### Records
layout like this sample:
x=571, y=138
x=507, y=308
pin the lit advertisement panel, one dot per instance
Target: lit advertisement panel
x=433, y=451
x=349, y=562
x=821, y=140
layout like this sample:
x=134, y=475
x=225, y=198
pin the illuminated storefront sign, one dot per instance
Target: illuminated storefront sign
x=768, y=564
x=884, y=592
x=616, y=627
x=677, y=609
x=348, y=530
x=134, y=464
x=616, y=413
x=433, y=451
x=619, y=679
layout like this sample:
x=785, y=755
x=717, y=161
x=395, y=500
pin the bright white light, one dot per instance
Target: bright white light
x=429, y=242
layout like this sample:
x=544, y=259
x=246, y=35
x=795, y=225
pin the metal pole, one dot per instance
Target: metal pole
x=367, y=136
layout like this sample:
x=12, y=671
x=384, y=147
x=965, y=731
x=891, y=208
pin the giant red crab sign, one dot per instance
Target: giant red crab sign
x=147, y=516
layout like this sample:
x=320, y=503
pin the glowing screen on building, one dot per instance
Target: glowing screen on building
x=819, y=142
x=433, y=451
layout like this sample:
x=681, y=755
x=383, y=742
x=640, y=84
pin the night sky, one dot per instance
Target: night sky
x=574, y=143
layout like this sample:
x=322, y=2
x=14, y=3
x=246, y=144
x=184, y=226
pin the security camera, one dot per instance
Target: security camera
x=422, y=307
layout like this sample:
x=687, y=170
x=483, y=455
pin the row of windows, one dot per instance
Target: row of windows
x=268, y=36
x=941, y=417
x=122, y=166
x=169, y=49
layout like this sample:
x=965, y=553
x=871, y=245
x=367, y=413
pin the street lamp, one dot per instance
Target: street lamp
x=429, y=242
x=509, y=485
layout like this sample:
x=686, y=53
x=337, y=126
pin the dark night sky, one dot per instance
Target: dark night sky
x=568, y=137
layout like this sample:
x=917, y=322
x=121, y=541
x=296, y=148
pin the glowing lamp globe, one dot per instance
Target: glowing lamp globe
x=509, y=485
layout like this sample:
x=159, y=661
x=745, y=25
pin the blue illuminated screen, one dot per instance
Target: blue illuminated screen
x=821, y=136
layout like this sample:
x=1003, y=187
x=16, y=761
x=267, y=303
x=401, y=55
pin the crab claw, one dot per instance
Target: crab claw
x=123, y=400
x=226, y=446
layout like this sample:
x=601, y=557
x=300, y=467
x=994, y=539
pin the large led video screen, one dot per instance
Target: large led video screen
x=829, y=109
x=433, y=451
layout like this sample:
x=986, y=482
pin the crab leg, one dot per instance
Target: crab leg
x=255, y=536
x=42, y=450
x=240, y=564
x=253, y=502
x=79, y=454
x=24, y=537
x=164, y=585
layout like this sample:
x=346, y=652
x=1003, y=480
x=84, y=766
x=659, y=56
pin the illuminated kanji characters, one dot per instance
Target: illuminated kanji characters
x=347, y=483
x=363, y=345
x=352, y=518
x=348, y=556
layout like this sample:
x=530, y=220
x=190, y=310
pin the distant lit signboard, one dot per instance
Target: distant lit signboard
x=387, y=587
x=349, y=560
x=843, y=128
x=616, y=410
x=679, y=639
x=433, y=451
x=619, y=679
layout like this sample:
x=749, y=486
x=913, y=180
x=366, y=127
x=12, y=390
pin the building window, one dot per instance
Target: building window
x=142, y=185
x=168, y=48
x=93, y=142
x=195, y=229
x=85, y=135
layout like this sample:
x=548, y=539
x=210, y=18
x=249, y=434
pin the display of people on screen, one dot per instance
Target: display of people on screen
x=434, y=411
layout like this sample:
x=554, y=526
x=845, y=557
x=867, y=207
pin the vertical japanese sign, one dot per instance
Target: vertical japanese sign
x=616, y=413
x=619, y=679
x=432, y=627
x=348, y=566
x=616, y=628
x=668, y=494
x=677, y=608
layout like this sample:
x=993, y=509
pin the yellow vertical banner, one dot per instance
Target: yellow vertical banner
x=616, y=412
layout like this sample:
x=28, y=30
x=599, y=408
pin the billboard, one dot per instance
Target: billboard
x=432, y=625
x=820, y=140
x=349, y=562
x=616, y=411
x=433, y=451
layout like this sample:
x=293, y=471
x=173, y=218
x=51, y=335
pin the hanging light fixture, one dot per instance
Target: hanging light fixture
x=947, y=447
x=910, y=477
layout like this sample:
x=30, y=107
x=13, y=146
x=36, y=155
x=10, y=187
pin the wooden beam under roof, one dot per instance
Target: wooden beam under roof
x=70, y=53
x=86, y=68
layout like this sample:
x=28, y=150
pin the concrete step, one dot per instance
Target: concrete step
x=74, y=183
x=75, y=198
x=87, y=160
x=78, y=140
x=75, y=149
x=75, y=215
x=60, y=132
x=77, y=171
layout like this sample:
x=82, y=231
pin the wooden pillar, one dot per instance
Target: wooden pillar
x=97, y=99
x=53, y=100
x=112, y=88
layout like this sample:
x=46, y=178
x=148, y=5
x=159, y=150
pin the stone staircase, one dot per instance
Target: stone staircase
######
• _Task brief_: Edit the data above by replacing "one dot per instance" with "one point per instance" everywhere, leaving everything else unchanged.

• _The solution_:
layout like this sample:
x=571, y=138
x=507, y=308
pin the lit advertisement panel, one point per instance
Target: lit advertisement panel
x=433, y=451
x=349, y=562
x=821, y=140
layout like this sample:
x=134, y=475
x=225, y=198
pin the illuminated storefront sign, one point per instance
Target: illuminated storefront sign
x=768, y=564
x=884, y=592
x=616, y=627
x=677, y=609
x=348, y=530
x=134, y=464
x=616, y=413
x=433, y=451
x=619, y=679
layout like this sample:
x=785, y=755
x=717, y=161
x=395, y=500
pin the bright white light, one point per instance
Target: bright white light
x=429, y=242
layout like this sample:
x=544, y=259
x=246, y=35
x=795, y=225
pin the metal pole, one point per instance
Target: metal pole
x=367, y=136
layout like this sample:
x=12, y=671
x=384, y=147
x=965, y=731
x=891, y=208
pin the giant red crab sign, one point per instance
Target: giant red crab sign
x=147, y=516
layout like this sample:
x=320, y=503
pin the glowing screen on building, one point per instance
Target: glowing screen on building
x=819, y=142
x=433, y=451
layout like this sample:
x=681, y=755
x=383, y=742
x=640, y=84
pin the night sky, one point per instance
Target: night sky
x=574, y=143
layout like this sample:
x=322, y=2
x=14, y=3
x=246, y=144
x=184, y=226
pin the security camera, one point per instance
Target: security camera
x=422, y=307
layout like this sample:
x=687, y=170
x=483, y=455
pin the row of windows, one point per instance
Target: row of windows
x=268, y=36
x=941, y=417
x=122, y=166
x=169, y=49
layout like this sample:
x=965, y=553
x=871, y=245
x=367, y=413
pin the street lamp, one point per instance
Target: street lamp
x=429, y=242
x=509, y=485
layout like this sample:
x=686, y=53
x=337, y=126
pin the dark night sky, one point per instance
Target: dark night sky
x=568, y=137
layout like this sample:
x=917, y=322
x=121, y=541
x=296, y=148
pin the glowing lamp globe, one point per instance
Target: glowing lamp globe
x=509, y=485
layout like this sample:
x=159, y=661
x=745, y=25
pin the blue illuminated screen, one point per instance
Target: blue illuminated screen
x=821, y=136
layout like this sample:
x=1003, y=187
x=16, y=761
x=267, y=303
x=401, y=55
pin the crab claw, one point per instance
Target: crab claw
x=123, y=400
x=226, y=446
layout like this sample:
x=601, y=557
x=300, y=467
x=994, y=539
pin the large led video screen, one point per instance
Target: large led video screen
x=829, y=109
x=433, y=451
layout like this sample:
x=986, y=482
pin the crab leg, one point per instance
Target: crab leg
x=255, y=536
x=42, y=450
x=240, y=564
x=253, y=502
x=79, y=454
x=24, y=537
x=164, y=585
layout like this sample:
x=346, y=652
x=1003, y=480
x=84, y=766
x=659, y=56
pin the illuminated kanji characters, one point per instance
Target: illuminated kanji characters
x=347, y=483
x=363, y=345
x=352, y=518
x=348, y=556
layout like this sample:
x=530, y=220
x=190, y=310
pin the distant lit signboard, one point per instance
Target: distant lit signboard
x=387, y=587
x=349, y=560
x=843, y=128
x=616, y=410
x=679, y=639
x=433, y=451
x=619, y=679
layout like this sample:
x=749, y=486
x=913, y=180
x=366, y=127
x=12, y=390
pin the building window, one point per instance
Target: building window
x=142, y=185
x=168, y=48
x=93, y=142
x=195, y=229
x=85, y=135
layout like this sample:
x=548, y=539
x=210, y=18
x=249, y=434
pin the display of people on screen, one point per instance
Target: display of people on screen
x=434, y=411
layout like this sample:
x=554, y=526
x=845, y=557
x=867, y=207
pin the vertical japanese sign, one point per instance
Target: vertical japanese sign
x=616, y=413
x=619, y=679
x=432, y=627
x=348, y=566
x=616, y=628
x=668, y=494
x=677, y=608
layout like this sample:
x=993, y=509
pin the yellow vertical banner, one point per instance
Target: yellow vertical banner
x=616, y=412
layout like this sample:
x=28, y=30
x=599, y=408
pin the billboard, one point per instance
Target: billboard
x=432, y=625
x=820, y=140
x=349, y=562
x=616, y=411
x=433, y=451
layout like this sample:
x=293, y=471
x=173, y=218
x=51, y=335
pin the hanging light fixture, one point per instance
Target: hanging light fixture
x=947, y=447
x=910, y=477
layout like this sample:
x=30, y=107
x=13, y=146
x=36, y=155
x=10, y=187
pin the wooden beam under roof, one point per instance
Target: wooden beam under roof
x=70, y=53
x=86, y=68
layout like this sample:
x=28, y=150
pin the concrete step, one point per instance
Target: concrete step
x=74, y=183
x=75, y=198
x=87, y=160
x=78, y=140
x=75, y=149
x=75, y=215
x=60, y=132
x=77, y=171
layout like this sample:
x=82, y=231
pin the wooden pillar, one point per instance
Target: wooden pillar
x=97, y=99
x=53, y=100
x=112, y=88
layout like this sample:
x=46, y=178
x=148, y=5
x=159, y=150
pin the stone staircase, one point per instance
Target: stone staircase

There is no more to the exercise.